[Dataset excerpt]
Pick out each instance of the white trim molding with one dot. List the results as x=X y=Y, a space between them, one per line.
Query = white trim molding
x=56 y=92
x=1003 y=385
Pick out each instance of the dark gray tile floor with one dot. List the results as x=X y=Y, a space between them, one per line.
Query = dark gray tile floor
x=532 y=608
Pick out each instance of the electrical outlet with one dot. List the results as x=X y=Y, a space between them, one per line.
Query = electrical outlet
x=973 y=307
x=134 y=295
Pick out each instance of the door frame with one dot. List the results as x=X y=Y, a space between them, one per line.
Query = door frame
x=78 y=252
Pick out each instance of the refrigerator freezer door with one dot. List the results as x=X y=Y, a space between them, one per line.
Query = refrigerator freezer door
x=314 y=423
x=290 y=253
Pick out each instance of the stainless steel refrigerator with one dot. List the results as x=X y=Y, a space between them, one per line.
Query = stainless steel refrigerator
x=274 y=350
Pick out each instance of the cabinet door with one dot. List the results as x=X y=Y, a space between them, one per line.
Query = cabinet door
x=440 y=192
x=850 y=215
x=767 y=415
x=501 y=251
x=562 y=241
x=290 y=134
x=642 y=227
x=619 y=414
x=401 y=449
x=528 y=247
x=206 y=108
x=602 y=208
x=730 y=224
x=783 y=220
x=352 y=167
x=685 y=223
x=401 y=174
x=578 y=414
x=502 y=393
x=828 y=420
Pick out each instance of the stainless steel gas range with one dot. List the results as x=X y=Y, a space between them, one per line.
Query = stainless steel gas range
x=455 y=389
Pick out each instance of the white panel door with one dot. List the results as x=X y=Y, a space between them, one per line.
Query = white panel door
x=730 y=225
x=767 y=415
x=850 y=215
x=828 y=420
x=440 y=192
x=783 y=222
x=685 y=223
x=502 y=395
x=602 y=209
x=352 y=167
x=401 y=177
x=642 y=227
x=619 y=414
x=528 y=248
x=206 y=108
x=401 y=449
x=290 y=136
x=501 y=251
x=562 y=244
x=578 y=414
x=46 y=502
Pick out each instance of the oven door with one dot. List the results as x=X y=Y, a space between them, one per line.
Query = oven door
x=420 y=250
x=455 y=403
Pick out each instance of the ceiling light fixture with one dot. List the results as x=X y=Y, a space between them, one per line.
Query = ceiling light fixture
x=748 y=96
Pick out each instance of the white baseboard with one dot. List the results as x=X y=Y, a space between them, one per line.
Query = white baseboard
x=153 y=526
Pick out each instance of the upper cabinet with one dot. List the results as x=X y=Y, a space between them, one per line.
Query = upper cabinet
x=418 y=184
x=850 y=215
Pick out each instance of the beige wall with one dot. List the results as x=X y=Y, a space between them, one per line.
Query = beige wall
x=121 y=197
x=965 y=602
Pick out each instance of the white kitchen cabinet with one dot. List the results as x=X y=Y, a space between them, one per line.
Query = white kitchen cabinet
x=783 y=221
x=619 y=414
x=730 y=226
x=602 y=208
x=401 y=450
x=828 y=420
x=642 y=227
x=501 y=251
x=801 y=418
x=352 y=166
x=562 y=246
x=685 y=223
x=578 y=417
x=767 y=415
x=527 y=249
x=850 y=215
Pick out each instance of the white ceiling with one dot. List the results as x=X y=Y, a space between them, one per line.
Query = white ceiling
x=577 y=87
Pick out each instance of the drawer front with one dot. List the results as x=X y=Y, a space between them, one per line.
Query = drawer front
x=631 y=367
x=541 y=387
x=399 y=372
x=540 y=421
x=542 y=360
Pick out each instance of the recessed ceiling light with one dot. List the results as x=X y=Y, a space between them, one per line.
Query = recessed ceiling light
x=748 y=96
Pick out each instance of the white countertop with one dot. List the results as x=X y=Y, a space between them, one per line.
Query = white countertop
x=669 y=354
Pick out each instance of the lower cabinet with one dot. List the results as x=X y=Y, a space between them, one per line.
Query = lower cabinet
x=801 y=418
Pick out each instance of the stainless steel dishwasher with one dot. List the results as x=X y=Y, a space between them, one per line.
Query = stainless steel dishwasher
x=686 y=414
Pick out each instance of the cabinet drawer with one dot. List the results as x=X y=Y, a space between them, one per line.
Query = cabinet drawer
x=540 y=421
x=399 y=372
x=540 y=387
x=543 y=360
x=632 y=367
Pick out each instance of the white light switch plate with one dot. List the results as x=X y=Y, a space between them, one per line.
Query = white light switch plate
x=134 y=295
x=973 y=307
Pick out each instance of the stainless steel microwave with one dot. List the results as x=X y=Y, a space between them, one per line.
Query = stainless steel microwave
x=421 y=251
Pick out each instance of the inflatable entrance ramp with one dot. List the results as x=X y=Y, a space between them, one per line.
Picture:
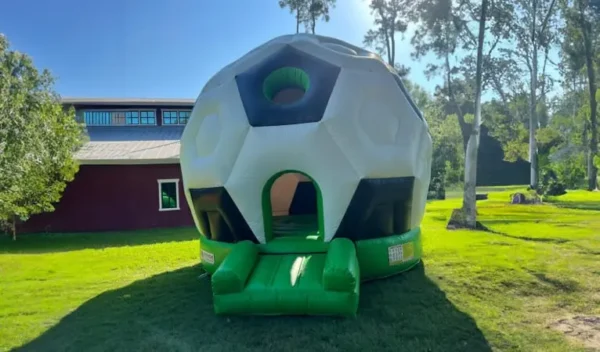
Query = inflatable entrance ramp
x=306 y=166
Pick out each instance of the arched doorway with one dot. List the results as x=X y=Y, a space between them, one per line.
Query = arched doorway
x=292 y=206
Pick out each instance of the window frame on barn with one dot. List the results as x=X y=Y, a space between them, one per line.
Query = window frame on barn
x=161 y=182
x=120 y=117
x=175 y=117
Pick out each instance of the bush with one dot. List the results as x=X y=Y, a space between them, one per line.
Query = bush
x=550 y=185
x=437 y=189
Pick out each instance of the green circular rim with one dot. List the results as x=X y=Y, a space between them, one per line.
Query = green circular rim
x=284 y=78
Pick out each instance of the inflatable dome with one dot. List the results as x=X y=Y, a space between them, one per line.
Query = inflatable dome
x=306 y=166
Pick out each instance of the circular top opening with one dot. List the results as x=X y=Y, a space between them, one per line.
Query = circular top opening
x=286 y=85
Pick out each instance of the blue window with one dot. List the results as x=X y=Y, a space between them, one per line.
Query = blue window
x=147 y=118
x=172 y=117
x=120 y=118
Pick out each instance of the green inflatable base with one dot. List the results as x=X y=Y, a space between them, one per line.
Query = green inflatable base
x=302 y=277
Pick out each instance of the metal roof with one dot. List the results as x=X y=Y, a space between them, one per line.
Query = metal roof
x=131 y=145
x=128 y=101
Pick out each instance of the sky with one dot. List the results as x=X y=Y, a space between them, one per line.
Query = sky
x=161 y=48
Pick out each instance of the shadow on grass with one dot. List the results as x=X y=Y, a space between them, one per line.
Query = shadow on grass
x=64 y=242
x=485 y=228
x=173 y=312
x=577 y=206
x=561 y=285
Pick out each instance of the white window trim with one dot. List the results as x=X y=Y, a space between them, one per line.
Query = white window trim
x=162 y=117
x=83 y=111
x=170 y=180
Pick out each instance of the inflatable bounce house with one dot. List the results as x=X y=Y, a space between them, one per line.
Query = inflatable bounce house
x=306 y=166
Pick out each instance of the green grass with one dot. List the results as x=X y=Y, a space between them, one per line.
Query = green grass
x=476 y=291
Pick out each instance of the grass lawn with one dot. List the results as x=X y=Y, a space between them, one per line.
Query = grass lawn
x=475 y=291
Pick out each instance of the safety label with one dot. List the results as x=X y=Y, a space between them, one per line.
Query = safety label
x=401 y=253
x=208 y=257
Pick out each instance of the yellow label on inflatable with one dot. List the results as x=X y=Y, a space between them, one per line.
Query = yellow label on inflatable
x=401 y=253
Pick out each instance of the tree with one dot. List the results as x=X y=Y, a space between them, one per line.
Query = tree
x=581 y=50
x=298 y=8
x=390 y=18
x=317 y=9
x=469 y=198
x=37 y=139
x=308 y=12
x=531 y=33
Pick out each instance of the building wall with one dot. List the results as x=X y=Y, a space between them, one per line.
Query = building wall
x=113 y=197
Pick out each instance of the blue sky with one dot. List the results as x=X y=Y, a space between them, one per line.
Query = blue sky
x=160 y=48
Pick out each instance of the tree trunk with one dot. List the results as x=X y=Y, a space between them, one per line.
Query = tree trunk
x=470 y=191
x=533 y=174
x=593 y=146
x=14 y=227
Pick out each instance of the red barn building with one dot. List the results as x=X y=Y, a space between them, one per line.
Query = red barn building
x=129 y=176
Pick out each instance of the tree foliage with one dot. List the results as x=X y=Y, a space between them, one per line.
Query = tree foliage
x=309 y=12
x=37 y=139
x=390 y=18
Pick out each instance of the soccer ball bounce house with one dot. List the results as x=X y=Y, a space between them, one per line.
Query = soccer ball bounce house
x=306 y=167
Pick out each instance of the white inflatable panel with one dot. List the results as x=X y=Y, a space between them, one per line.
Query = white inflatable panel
x=307 y=148
x=368 y=129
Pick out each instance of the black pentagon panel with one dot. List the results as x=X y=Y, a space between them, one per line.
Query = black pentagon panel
x=291 y=70
x=408 y=97
x=304 y=201
x=379 y=207
x=218 y=216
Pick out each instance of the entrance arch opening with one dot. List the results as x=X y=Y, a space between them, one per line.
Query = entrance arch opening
x=292 y=207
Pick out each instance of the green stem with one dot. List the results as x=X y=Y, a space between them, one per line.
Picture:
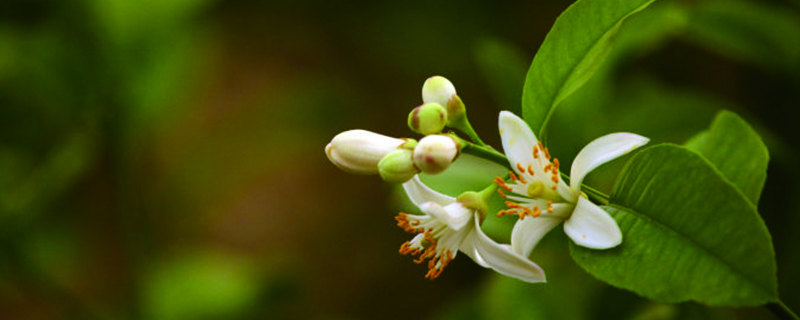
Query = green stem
x=781 y=311
x=488 y=192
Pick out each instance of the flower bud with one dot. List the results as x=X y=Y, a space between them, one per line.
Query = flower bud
x=397 y=166
x=435 y=153
x=437 y=89
x=359 y=151
x=428 y=118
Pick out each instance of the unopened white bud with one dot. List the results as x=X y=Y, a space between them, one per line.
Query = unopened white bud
x=398 y=166
x=437 y=89
x=435 y=153
x=359 y=151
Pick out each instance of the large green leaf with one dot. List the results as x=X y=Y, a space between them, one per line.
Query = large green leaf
x=573 y=50
x=688 y=234
x=737 y=151
x=752 y=31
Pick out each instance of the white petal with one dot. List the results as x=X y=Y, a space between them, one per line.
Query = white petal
x=592 y=227
x=527 y=232
x=518 y=139
x=468 y=248
x=419 y=193
x=455 y=215
x=505 y=261
x=600 y=151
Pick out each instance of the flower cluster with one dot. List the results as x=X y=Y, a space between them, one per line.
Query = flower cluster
x=535 y=190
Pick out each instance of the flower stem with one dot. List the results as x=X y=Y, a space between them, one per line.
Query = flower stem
x=781 y=311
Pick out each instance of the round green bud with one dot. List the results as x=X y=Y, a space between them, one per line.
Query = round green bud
x=359 y=151
x=437 y=89
x=428 y=118
x=397 y=166
x=435 y=153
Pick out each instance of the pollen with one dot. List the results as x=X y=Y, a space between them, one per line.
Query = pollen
x=502 y=184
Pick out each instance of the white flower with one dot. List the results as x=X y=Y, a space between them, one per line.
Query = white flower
x=537 y=192
x=359 y=151
x=437 y=89
x=448 y=226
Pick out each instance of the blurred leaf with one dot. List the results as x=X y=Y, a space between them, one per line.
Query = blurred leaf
x=574 y=49
x=200 y=285
x=748 y=31
x=503 y=68
x=689 y=234
x=25 y=188
x=737 y=151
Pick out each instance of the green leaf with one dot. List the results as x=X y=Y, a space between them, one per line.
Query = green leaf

• What is required: Give again the lines from the line holding "Pick out each instance of the pollen" through the close of the listing, both included, exactly as written and with nothing else.

• Solution to this task:
Pick out each instance of the pollen with one dot. List the results as x=X y=Y, a space between them, one per line.
Query = pollen
x=502 y=184
Pick out each instance of the white flower with one dot. List the results as x=X y=Y, a space between them, one per line.
Query = white flower
x=537 y=192
x=359 y=151
x=437 y=89
x=448 y=226
Pick out each instance of the blurred leaf with one dot. List the results as x=X y=Y, a space between them, one per line.
Query = blurred leaf
x=574 y=49
x=200 y=285
x=748 y=31
x=503 y=68
x=689 y=234
x=25 y=188
x=737 y=151
Pick out each instance of the green leaf with one dot. List the results as x=X y=Y, a space between them, one per line.
Query = green leaf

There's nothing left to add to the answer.